►
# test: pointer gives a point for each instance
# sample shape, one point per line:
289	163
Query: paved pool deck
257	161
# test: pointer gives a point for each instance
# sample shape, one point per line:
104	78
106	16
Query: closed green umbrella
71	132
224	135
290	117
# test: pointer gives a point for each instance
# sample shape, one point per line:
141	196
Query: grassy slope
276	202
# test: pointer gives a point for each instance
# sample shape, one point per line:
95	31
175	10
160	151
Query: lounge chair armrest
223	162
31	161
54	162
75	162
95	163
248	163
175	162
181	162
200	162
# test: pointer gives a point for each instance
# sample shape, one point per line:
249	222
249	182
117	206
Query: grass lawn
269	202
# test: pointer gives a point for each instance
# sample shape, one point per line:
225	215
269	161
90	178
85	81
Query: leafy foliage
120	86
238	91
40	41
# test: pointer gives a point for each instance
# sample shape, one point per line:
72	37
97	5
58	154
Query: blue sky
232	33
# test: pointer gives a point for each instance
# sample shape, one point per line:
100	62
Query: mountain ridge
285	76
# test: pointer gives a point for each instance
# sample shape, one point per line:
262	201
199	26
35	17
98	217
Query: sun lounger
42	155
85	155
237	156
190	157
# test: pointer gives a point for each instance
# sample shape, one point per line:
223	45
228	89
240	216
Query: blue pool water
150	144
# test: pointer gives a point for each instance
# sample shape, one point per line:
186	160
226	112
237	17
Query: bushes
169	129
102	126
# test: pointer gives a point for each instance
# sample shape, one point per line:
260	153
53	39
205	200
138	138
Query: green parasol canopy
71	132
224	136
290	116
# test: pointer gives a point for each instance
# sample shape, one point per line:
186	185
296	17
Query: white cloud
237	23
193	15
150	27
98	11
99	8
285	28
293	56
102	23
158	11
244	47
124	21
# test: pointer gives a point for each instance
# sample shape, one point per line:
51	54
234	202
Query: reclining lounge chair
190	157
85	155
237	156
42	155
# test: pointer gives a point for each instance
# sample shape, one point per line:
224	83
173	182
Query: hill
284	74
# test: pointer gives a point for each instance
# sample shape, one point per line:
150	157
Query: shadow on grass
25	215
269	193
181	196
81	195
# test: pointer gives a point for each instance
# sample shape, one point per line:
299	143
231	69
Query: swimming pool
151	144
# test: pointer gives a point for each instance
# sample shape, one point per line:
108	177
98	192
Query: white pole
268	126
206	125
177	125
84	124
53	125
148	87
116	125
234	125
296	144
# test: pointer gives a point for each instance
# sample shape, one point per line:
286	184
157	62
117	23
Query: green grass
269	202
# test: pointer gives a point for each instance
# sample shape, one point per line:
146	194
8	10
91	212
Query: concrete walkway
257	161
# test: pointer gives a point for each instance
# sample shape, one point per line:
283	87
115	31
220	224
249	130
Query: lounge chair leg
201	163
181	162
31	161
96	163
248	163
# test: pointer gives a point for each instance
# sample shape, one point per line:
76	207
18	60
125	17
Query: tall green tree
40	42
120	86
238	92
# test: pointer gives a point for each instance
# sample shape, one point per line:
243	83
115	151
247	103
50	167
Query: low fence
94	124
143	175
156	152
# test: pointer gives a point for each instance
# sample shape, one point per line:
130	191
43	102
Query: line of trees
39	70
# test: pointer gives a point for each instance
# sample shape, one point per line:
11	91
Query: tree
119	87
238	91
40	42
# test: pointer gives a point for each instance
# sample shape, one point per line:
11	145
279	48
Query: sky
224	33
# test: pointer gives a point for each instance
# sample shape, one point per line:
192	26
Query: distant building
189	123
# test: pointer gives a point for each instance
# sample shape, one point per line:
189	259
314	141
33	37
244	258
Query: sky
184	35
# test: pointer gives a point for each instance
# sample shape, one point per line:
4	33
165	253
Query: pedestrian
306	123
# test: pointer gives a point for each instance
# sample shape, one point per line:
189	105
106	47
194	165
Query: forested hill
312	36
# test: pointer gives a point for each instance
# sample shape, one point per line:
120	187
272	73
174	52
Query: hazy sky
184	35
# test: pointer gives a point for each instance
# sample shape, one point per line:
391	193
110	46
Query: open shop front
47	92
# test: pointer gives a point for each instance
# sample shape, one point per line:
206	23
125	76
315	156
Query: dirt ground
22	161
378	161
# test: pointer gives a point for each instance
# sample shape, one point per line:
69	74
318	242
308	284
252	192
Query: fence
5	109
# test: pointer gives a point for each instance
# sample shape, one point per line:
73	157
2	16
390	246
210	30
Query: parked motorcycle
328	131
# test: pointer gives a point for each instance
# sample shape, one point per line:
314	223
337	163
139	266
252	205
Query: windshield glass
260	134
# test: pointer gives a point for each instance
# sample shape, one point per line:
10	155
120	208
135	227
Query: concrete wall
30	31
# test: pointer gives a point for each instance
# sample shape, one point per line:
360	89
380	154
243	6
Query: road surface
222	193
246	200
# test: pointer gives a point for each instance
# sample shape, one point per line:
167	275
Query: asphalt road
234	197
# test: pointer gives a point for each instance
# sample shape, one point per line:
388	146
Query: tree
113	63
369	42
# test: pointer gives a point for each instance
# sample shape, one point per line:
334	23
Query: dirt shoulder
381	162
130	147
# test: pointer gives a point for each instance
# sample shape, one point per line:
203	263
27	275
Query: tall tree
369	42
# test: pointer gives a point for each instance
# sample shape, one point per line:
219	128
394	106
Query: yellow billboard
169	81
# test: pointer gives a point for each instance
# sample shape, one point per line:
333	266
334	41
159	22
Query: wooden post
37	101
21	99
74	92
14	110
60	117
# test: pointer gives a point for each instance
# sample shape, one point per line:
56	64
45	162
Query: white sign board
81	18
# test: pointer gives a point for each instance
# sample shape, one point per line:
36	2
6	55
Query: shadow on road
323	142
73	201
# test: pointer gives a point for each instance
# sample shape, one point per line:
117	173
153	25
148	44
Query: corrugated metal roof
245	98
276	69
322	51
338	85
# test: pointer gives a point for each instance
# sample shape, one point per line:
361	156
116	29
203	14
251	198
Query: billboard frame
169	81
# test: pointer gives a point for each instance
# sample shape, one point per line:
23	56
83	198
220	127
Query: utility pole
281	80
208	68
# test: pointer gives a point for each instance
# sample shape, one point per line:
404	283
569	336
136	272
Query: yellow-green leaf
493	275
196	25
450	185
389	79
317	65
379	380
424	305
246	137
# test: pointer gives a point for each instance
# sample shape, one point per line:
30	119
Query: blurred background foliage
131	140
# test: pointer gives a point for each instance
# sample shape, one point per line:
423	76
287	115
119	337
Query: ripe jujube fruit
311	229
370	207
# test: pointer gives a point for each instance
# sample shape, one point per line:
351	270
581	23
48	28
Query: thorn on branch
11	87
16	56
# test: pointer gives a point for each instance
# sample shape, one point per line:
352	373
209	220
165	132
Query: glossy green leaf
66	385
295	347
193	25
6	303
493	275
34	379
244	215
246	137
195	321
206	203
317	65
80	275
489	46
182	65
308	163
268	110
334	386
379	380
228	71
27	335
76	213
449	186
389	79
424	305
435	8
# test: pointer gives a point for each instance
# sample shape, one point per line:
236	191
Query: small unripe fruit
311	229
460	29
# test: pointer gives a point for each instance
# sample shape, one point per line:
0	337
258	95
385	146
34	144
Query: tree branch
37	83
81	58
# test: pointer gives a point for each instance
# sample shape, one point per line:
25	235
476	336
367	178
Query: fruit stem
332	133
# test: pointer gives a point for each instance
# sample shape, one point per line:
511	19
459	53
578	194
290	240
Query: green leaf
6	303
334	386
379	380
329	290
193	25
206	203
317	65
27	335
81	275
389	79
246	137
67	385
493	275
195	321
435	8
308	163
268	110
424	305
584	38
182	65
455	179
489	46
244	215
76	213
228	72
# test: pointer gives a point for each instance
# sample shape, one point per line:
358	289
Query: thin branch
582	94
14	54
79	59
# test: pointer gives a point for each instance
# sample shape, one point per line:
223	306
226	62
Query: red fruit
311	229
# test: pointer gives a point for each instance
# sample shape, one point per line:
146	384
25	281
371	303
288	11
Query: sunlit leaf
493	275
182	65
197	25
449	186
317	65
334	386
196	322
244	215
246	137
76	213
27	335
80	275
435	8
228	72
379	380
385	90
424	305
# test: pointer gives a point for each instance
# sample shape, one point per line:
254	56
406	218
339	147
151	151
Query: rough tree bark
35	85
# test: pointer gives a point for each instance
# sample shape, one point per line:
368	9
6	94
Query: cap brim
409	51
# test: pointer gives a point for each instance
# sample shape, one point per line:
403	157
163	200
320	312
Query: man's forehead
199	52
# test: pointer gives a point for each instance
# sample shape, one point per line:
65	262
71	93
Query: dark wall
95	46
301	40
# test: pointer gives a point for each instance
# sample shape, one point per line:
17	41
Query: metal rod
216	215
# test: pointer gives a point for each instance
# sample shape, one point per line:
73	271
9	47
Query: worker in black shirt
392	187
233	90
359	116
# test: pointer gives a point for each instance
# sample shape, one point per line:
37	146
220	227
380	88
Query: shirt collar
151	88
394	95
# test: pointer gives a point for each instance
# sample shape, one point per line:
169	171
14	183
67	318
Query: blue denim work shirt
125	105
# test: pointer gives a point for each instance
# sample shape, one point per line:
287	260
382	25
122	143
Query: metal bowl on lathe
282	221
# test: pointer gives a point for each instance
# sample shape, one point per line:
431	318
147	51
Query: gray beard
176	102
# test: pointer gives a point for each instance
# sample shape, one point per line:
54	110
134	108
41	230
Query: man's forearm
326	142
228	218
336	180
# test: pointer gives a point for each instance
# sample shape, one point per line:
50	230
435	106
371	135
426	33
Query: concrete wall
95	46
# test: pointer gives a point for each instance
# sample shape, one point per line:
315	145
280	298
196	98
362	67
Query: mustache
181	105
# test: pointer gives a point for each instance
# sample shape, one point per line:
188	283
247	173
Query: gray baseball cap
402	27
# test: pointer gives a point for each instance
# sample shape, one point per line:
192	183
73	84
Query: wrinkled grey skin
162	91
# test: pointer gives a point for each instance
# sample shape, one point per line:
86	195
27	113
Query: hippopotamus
◄
| ASSIGNMENT |
The lines wanted are those from the one containing "Query: shirt collar" through the last line of the listing above. Repeat them exactly.

| RESULT |
Query: shirt collar
151	88
394	95
# test: pointer gives a point for each instance
# sample shape, one point per line:
169	171
14	183
67	318
Query: blue denim work shirt
125	105
# test: pointer gives a point for each instance
# sample shape, one point per line:
287	260
382	25
122	143
Query: metal bowl on lathe
282	221
# test: pointer gives a point for each instance
# sample shape, one point per line:
431	318
147	51
Query: gray beard
176	102
# test: pointer gives a point for each instance
# sample shape, one point per line:
54	110
134	108
41	230
Query: man's forearm
326	142
228	218
336	180
# test: pointer gives a point for each instance
# sample shape, one point per line:
50	230
435	106
371	135
426	33
Query: concrete wall
95	46
# test: pointer gives a point for each instance
# sample shape, one point per line:
315	145
280	298
196	98
362	67
Query: mustache
181	105
# test: pointer gives a point for each instance
# sample shape, one point per line:
188	283
247	173
Query: gray baseball cap
402	27
# test: pointer gives a point for each instance
# sample shape, one point per line:
192	183
73	84
Query: wrinkled grey skin
162	91
# test: pointer gives a point for each instance
# sample shape, one point per line:
86	195
27	113
Query: hippopotamus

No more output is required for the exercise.